== WORK REQUIRED ==
Reproduce the material from its beginning through the line containing "[[531, 175], [342, 95], [390, 116], [310, 71], [325, 82]]", including the requests. Multiply every coordinate in the answers by 2.55 and round each to a whole number, with halves rounded up; leave the requests unchanged and give no other lines.

***** INFORMATION SHOWN *****

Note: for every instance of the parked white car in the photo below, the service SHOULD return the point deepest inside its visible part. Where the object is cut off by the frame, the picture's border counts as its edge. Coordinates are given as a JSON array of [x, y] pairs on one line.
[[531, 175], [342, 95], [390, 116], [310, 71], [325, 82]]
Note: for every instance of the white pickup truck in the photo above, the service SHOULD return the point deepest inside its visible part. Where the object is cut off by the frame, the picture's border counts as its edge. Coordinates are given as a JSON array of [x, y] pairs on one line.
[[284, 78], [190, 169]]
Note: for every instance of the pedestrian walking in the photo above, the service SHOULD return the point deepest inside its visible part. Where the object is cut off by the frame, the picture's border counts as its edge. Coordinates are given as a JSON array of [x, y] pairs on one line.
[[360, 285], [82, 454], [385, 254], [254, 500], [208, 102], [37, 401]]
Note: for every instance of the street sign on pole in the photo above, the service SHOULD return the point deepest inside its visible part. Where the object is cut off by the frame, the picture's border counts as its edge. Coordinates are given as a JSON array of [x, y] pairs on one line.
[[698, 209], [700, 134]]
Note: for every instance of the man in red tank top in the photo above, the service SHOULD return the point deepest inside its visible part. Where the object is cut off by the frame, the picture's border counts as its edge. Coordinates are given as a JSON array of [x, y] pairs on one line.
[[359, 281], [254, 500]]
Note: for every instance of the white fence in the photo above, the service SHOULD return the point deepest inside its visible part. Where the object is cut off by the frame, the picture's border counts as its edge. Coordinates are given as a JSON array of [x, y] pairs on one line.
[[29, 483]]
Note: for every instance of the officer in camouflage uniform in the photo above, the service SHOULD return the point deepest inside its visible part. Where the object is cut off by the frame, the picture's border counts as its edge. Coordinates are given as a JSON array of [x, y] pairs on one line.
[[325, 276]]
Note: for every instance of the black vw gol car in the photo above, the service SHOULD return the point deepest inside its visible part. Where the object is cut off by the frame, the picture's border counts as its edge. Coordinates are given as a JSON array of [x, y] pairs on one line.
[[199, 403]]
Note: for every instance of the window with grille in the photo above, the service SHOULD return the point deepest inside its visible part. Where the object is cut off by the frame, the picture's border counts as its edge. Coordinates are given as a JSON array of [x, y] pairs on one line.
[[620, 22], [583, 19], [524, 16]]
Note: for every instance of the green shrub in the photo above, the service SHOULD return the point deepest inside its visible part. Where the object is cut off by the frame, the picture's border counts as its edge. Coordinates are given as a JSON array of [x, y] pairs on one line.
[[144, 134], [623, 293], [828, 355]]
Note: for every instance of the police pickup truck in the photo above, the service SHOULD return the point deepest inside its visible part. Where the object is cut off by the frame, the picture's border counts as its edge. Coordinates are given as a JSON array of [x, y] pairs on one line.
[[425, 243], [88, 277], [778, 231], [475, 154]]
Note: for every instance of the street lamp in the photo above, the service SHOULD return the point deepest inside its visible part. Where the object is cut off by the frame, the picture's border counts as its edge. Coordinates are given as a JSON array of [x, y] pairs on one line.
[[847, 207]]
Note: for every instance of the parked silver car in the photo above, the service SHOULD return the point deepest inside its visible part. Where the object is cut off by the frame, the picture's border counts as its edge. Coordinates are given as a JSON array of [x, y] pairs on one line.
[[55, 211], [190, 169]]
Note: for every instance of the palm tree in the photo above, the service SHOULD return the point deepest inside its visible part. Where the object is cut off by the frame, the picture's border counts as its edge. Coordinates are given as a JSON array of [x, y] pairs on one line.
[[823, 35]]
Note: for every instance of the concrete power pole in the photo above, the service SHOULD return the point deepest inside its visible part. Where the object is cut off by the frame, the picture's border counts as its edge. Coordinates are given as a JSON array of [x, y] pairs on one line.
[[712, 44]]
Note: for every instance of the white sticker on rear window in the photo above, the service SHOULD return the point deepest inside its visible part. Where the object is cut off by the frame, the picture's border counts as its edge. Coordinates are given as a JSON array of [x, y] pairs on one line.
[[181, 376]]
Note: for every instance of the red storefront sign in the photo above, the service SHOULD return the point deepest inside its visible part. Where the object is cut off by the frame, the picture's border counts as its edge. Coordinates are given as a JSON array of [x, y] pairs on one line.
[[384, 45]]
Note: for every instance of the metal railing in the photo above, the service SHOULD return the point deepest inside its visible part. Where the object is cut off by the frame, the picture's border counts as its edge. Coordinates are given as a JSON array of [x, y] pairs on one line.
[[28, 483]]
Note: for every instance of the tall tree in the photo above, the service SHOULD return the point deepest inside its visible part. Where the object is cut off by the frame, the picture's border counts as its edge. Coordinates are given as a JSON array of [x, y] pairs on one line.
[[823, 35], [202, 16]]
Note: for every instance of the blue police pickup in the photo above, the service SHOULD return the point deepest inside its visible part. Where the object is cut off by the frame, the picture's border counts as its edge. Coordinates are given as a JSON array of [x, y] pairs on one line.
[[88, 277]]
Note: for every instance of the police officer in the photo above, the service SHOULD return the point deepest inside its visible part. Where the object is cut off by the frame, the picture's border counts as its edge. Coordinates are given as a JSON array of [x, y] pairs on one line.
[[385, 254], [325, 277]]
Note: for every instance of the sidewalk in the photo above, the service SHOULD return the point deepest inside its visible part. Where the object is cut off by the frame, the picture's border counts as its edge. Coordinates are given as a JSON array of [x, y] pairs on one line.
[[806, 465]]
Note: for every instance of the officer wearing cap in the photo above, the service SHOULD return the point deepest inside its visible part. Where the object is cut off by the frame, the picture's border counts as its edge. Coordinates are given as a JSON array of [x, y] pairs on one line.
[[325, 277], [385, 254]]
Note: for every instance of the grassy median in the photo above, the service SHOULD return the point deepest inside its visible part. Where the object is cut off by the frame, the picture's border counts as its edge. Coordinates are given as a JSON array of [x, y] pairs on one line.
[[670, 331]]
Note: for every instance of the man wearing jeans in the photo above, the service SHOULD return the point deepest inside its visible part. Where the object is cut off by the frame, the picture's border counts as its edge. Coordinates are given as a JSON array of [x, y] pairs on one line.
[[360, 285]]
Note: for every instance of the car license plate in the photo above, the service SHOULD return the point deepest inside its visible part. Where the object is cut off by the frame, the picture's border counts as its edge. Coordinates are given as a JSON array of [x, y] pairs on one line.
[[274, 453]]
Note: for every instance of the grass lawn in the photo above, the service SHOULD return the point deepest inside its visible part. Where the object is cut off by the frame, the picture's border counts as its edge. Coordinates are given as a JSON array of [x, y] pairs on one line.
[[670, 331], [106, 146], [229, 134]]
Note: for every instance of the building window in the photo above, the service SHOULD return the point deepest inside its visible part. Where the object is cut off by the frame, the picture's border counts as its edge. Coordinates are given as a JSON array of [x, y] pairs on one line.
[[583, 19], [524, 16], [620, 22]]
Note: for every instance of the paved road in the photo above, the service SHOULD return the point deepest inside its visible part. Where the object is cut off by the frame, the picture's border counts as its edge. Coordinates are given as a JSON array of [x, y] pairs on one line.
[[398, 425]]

*****

== RESPONSE TO THIS EXERCISE ==
Note: for every instance of the parked white car in the photo below, the service SHOULD return the point deepest inside its visible part. Where the object is cut off by the frame, the picture's border counts as its edge. Coordinates are given as a JSON array of [x, y] pairs on one line.
[[1354, 446], [872, 242], [995, 296], [791, 181], [829, 209]]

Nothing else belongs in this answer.